ARTICLE »
>> Begin

Grade 8 Humanities: Innovation in Government
The curriculum begins by engaging innovators in the concept of what drives human innovation. We will explore the beginnings of US democracy through primary sources and then focus on what happens when democracy is dismantled during the Weimar Republic, Nazi Germany, and the Holocaust. NEIA innovators will have the opportunity to practice writing across many genres and become comfortable with revising as a core skill connected to strong communication skills. Innovators will also be empowered to integrate their learning across disciplines and look at civic dilemmas through a variety of perspectives. Sources include Night by Elie Wiesel, Parallel Journeys by Eleanor Ayer, and Project 1065 by Alan Graetz. We will be using multiple readings from Facing History and Ourselves.
Upper School Course Descriptions
Grade 9 Humanities: Literacy Workshop
To engage in the Human-Centered Design process and apply effective strategies for community impact, innovators need to understand why and how humans communicate through literacy. Humanities 9 develops competent writers, readers, and communicators as the innovators consider the value of those in the human experience. As writers, innovators will understand why writing is an important life skill while following the writing process: prewriting, drafting, revising, editing, and publishing. They will hone their skills by responding to a variety of rhetorical situations, including integrated writing tasks in NEIA’s other subject areas. The innovators will actively read, engage with, and respond to an array of texts. The texts (which include literature, nonfiction, media, art) will be drawn from I.D.E.A.S., literary, historical, global, and social justice lenses. Texts may include Tales from the Whispering Basket by Larry Spotted Crow Mann, Wolf By Wolf by Ryan Graudin, The Immortal Life of Henrietta Lacks by Rebecca Skloot, and I Am Malala: How One Girl Stood Up for Education and Changed the World by Malala Yousafzai. Innovators will also partake in the ‘World of Seven Billion’ video project, and they will craft “This I Believe” essays/speeches (based on the NPR model) and deliver them publicly.
Grade 10 Humanities: Global Topics
For effective use of the Human Centered Design and positive impact on others, innovators must nurture and deepen their capacity for empathy. Humanities 10 examines the impact on human lives of decisions made in global historical and current societal systems. The overarching themes will be colonialism, rebellion, activism, and personal, purposeful action. Each theme will be viewed through a spectrum of lenses through history, including examining varied mediums of expression. Perspective-taking, as well as individual and collective responsibility, will be core to the course in writing, projects, and communications. Innovators will follow the writing process and develop clarity, organization, word choice, and style. Proper MLA research citation process (in-text citations and Works Cited) will be emphasized. Writing tasks will include integration with NEIA’s other subject areas as part of emphasizing writing as a life skill. Texts may include Things Fall Apart by Chinua Achebe, Are Prisons Are Obsolete? by Angela Davis, They Called Us Enemy by George Takei, and The Stranger by Albert Camus.

>> End

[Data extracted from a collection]
>> Begin

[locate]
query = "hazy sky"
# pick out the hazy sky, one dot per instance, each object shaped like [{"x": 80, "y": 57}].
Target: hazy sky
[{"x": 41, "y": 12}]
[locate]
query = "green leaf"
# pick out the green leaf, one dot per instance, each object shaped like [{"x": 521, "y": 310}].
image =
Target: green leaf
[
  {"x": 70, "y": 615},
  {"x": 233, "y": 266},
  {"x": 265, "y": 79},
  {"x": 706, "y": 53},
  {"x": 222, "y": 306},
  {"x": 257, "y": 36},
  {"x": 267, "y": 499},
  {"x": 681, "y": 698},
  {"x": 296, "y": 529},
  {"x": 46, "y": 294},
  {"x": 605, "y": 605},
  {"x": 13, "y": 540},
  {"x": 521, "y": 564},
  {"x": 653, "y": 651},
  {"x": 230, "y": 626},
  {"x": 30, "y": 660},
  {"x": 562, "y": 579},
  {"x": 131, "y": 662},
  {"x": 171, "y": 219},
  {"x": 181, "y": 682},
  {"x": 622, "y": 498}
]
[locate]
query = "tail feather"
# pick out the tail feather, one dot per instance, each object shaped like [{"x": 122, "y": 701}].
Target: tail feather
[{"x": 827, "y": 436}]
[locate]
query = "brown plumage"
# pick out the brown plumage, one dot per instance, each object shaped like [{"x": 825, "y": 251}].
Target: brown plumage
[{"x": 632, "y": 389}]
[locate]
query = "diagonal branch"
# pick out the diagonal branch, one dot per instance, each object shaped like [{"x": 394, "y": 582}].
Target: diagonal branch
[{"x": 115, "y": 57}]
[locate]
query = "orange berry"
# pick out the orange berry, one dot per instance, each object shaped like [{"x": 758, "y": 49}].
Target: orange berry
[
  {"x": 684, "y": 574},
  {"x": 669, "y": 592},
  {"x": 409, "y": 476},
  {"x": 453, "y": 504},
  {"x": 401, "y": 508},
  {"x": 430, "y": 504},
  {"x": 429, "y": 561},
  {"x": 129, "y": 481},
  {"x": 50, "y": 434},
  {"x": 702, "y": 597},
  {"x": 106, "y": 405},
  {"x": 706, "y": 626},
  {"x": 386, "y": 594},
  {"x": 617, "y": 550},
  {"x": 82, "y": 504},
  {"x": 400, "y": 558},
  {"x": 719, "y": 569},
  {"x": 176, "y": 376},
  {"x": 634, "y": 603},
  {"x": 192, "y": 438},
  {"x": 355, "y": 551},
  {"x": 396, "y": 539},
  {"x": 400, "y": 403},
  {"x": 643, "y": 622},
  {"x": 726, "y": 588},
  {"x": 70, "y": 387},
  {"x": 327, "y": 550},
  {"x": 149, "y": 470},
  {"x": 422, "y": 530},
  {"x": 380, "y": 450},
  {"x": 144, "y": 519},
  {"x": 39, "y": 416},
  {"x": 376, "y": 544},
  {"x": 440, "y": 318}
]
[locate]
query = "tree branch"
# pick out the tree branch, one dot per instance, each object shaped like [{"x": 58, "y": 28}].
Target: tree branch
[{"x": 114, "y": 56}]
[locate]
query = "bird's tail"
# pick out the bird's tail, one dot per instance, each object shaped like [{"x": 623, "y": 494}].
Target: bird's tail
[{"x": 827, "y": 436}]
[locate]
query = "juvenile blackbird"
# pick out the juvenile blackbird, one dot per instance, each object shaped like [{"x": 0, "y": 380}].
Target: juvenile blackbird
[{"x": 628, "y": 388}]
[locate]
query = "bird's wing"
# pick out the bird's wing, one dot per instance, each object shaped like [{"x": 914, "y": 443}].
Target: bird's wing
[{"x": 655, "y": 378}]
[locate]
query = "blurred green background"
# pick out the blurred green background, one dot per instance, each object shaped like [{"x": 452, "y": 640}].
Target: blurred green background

>> End

JOB »
In the course descriptions, copy everything from "Grade 8 Humanities: Innovation" down to "History and Ourselves.", renaming "curriculum" as "program".

OUTPUT FOR THIS TASK »
Grade 8 Humanities: Innovation in Government
The program begins by engaging innovators in the concept of what drives human innovation. We will explore the beginnings of US democracy through primary sources and then focus on what happens when democracy is dismantled during the Weimar Republic, Nazi Germany, and the Holocaust. NEIA innovators will have the opportunity to practice writing across many genres and become comfortable with revising as a core skill connected to strong communication skills. Innovators will also be empowered to integrate their learning across disciplines and look at civic dilemmas through a variety of perspectives. Sources include Night by Elie Wiesel, Parallel Journeys by Eleanor Ayer, and Project 1065 by Alan Graetz. We will be using multiple readings from Facing History and Ourselves.